╭─ Text segment

Helene Liebmann's compositions include two sets of songs, several sonatas and other piano works, two violin sonatas, two piano trios and a piano quartet - the piano is present in all of her works. During her Berlin period, piano sonatas and songs predominated. The focus of her London period was on chamber music. A total of about 20 printed works have survived, which she wrote within seven years.

Her musical style owes much to Mozart and Haydn. The Piano Trio in A major is one of two "Grand Trios" written by Helene Liebmann - there is another one in D major, probably from the same year (1816). The whole piece is full of grace and very evocative of its time.

Find it on YouTube: https://youtu.be/FuE2SLAZ5c8


(2) Louise Farrenc, Piano Trio Nr. 1 E flat major Op. 33 (1833-34)

Louise Farrenc (1804-1875) was a composer, virtuoso pianist, and teacher. Farrenc was one of the most successful women composers of the 19th century, and her reputation was such that in 1842 she was appointed professor of piano at the Paris Conservatory, a position she held for thirty years and one of the most prestigious in Europe.

Farrenc studied composition with Reicha; her husband, Aristide Farrenc, was a flutist, musicologist, and music publisher. At first, in the 1820s and 1830s, she composed exclusively for the piano. Several of these pieces were highly praised by critics, including Robert Schumann. In the 1830s, she tried her hand at larger compositions for chamber ensemble and orchestra. It was during the 1840s that much of her chamber music was written. While the vast majority of Farrenc's compositions were for piano alone, her chamber music is generally regarded as her best work - it remained of great interest throughout her life. Her symphonies, however, have been recorded in recent years and have also attracted much interest. My previous posts about her were dedicated to her Piano Quintet No. 1 in A minor and her Third Symphony.

She wrote four trios: two piano trios (Trio in E♭, Op. 33, 1841–44; and Trio in D, Op. 34, 1844), a clarinet trio (Trio in E♭, Op. 44, 1854–56, for piano, clarinet and cello) and a flute trio (Trio in E minor, Op. 45, 1854–56, piano, flute and cello).

Listen to the first piano trio in a performance by Tomomi Hori, Klavier, Désirée Pousaz, Violine, & Kaspar Zwicky, Violoncello. There are 4 movements:  I Allegro, II Adagio sostenuto, III Minuetto. Allegro, IV Finale. Vivace.


3. Clara Schumann, Piano Trio in G minor, Op. 17 (1846)

Clara Schumann (1819-1896), born Clara Josephine Wieck, was a pianist and composer when she married the composer Robert Schumann in 1840. Schumann put his own career first and was very much against Clara's wish to continue her career as a pianist - he needed a housewife (in 16 years of marriage Clara gave birth to 8 children (not to mention the miscarriages she also had), so half the time they were married Clara was pregnant).

Clara Schumann composed her Piano Trio in G Minor in 1846, and although this was a year of great stress for her (with a move to Dresden and her husband's illness), it is a wonderful example of the German Romantic style, personal, intimate and never seeking attention for technical prowess. It is a brilliant composition of a highly poetic nature.

╰─

(Required task A)
According to the text on piano trios by women composers, in what year was Louise Farrenc appointed professor of piano at the Paris Conservatory?
(Required task B)
Continue the text on piano trios by women composers from its final sentence.
The rows that come next were taken from a different source than the text on piano trios by women composers.

╭─ Records

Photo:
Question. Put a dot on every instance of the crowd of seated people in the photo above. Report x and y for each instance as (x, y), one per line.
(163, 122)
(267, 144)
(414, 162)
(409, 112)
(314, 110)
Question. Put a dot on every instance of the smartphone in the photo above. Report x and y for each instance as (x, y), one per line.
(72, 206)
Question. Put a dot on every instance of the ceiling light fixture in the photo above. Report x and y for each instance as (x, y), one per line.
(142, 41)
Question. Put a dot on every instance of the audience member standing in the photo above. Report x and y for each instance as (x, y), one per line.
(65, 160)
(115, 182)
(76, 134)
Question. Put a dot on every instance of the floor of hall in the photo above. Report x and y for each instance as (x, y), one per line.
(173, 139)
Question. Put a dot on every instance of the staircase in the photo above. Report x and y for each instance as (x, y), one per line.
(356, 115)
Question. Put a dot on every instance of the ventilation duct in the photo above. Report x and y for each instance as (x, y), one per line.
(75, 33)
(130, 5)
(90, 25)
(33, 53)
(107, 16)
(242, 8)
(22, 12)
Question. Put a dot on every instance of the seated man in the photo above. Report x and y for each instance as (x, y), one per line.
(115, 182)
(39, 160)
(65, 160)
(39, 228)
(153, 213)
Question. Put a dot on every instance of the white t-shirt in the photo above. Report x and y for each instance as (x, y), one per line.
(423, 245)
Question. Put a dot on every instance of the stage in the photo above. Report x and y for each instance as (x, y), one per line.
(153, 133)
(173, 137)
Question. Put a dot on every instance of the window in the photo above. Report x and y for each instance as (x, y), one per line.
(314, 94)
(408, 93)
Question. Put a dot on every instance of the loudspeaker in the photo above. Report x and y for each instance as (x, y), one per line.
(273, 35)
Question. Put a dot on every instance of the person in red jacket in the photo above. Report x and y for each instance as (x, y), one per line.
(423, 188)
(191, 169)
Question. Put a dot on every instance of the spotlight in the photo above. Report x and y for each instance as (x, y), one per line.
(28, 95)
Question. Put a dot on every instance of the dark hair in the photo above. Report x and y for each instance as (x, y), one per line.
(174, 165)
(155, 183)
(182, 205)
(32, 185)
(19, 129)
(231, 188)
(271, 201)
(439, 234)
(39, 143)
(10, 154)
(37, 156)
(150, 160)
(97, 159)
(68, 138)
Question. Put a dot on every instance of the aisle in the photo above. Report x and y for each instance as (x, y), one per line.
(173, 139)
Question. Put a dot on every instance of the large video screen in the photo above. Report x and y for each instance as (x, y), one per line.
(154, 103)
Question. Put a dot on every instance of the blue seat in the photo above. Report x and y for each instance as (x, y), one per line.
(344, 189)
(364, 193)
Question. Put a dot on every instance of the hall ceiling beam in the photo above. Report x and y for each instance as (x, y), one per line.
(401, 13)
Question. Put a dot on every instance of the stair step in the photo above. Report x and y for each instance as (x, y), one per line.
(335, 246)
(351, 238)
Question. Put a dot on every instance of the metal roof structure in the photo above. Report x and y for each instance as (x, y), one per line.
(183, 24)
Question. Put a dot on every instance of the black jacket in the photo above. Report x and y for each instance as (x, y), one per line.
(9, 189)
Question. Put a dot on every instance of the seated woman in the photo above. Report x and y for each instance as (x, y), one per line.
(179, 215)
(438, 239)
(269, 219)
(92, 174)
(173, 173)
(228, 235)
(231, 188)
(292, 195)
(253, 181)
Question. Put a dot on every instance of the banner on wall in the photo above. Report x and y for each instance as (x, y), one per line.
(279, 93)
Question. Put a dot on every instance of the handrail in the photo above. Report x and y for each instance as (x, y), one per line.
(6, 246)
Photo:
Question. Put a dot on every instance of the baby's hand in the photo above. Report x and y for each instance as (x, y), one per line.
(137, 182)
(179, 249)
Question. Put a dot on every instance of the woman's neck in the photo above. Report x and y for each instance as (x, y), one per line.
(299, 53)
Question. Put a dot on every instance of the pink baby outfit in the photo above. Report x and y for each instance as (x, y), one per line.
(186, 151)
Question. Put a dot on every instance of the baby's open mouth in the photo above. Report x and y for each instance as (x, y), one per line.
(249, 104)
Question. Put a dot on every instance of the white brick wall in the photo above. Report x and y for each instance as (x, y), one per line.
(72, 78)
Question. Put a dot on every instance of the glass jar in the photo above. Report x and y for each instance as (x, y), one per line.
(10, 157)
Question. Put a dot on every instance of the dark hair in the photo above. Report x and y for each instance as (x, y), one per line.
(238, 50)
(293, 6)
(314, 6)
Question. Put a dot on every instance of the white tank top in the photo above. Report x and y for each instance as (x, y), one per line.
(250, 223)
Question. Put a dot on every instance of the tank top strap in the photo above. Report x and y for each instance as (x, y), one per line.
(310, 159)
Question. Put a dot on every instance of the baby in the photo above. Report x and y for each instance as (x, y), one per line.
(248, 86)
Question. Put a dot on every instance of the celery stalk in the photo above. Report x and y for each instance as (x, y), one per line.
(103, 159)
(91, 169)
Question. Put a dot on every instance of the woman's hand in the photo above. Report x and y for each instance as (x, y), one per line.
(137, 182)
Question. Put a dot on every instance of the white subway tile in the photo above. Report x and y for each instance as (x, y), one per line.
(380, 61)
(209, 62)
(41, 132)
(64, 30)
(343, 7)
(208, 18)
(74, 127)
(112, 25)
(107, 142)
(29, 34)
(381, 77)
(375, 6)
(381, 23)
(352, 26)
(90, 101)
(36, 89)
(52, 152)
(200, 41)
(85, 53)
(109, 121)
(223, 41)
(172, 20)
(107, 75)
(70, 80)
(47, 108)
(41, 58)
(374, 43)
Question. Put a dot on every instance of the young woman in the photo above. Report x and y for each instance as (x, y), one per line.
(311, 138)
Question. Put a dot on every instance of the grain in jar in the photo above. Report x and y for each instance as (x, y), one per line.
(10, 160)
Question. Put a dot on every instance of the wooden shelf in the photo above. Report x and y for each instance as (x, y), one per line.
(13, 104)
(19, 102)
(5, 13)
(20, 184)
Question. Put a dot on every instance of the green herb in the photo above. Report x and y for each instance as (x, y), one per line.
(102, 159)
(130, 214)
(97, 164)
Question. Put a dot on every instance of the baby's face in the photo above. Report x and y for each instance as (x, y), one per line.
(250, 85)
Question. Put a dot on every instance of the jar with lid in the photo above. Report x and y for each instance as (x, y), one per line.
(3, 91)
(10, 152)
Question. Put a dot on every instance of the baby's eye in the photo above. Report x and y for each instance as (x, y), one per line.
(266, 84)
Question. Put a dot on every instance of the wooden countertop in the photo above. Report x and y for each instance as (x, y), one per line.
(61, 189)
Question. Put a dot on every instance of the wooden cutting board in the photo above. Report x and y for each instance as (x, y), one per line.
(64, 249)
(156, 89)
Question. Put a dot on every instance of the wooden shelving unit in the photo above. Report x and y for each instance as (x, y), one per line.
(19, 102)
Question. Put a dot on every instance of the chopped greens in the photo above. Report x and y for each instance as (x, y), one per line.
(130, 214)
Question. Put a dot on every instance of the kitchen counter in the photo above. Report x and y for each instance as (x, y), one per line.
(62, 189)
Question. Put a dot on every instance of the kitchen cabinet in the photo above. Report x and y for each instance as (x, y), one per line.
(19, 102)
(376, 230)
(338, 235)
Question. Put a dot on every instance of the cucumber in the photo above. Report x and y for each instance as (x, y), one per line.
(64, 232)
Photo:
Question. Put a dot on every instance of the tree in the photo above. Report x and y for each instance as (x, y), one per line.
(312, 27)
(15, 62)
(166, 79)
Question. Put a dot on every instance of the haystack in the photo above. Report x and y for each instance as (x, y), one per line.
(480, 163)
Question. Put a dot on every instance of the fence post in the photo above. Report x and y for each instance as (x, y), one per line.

╰─

(Response A)
1842

(Response B)
See my post at Best Women Composers for a link to the live performance by the ATOS Trio.


4. Fanny Hensel, Piano Trio in D Minor, Op. 11 (1850) 

Fanny Mendelssohn (1805-1847) was a musical prodigy, every bit as talented as her famous brother Felix, but 19th-century mores kept her at home. Both her father and brother opposed an active career, and she was only able to play music at concerts in their home - where her 466 compositions were performed. Here is her wonderful Piano Trio in D minor - published only 3 years after her untimely death.

Listen a wonderful performance by the Aletheia Piano Trio (Fei-Fei, piano; Francesca dePasquale, violin ; Juliette Herlin, cello) via my post about this work at Best Women Composers.


(5) Emile Mayer, Piano Trio Op 12 in E minor (1861)

Emilie Mayer (1812 - 1883), a student of Carl Loewe and Adolf Bernhard Marx, was probably the first full-time female composer in Germany. With eight symphonies and 15 concert overtures, twelve string quartets, piano chamber music, violin and cello sonatas, and a piano concerto, she ventured into musical genres that were generally considered too difficult for women at the time. Her works were performed in many of Europe's musical centers, earning her the nickname "the female Beethoven. She was in close contact with many musicians of her time; Franz Liszt, among others, expressed his enthusiasm for her work. In "Best Women Composers," I presented her Piano Concerto in B-flat Major.

Emilie Mayer's first Piano Trio in E minor contains the following movements:
I. Allegro
II. Scherzo
III. Un poco Adagio
IV. Finale. Allegro assai

Listen to: Ensemble Le Beau



(6) Amanda Maier, Piano Trio in E-flat major (1873-74)

Amanda Maier (1853 - 1894) was born in Sweden in the musical family of a confectioner. At the age of sixteen, Maier went to study at the Stockholm Conservatory. Her main subject was violin, but she also studied organ, piano, cello, composition and harmony. She graduated in 1872. In 1876, she became engaged to the German conductor and composer Julius Röntgen (about this important composer see my article Classical Music in the Netherlands, part 2). In 1880 Amanda and Julius married and moved to Amsterdam. Although Amanda's performances stopped after the marriage, she continued to stay in musical circles. She became acquainted with Edvard Grieg, Anton Rubinstein, Joseph Joachim and Johannes Brahms.

See my post in the series "Best Women Composers" for her Violin Sonata in B Minor.

Link to YouTube: https://youtu.be/7xj0l9xbgXE (this is the first movement, but the others movements can also be found at YouTube)


(7) Elfrida Andrée, Piano Trio No. 2 in G minor (1884)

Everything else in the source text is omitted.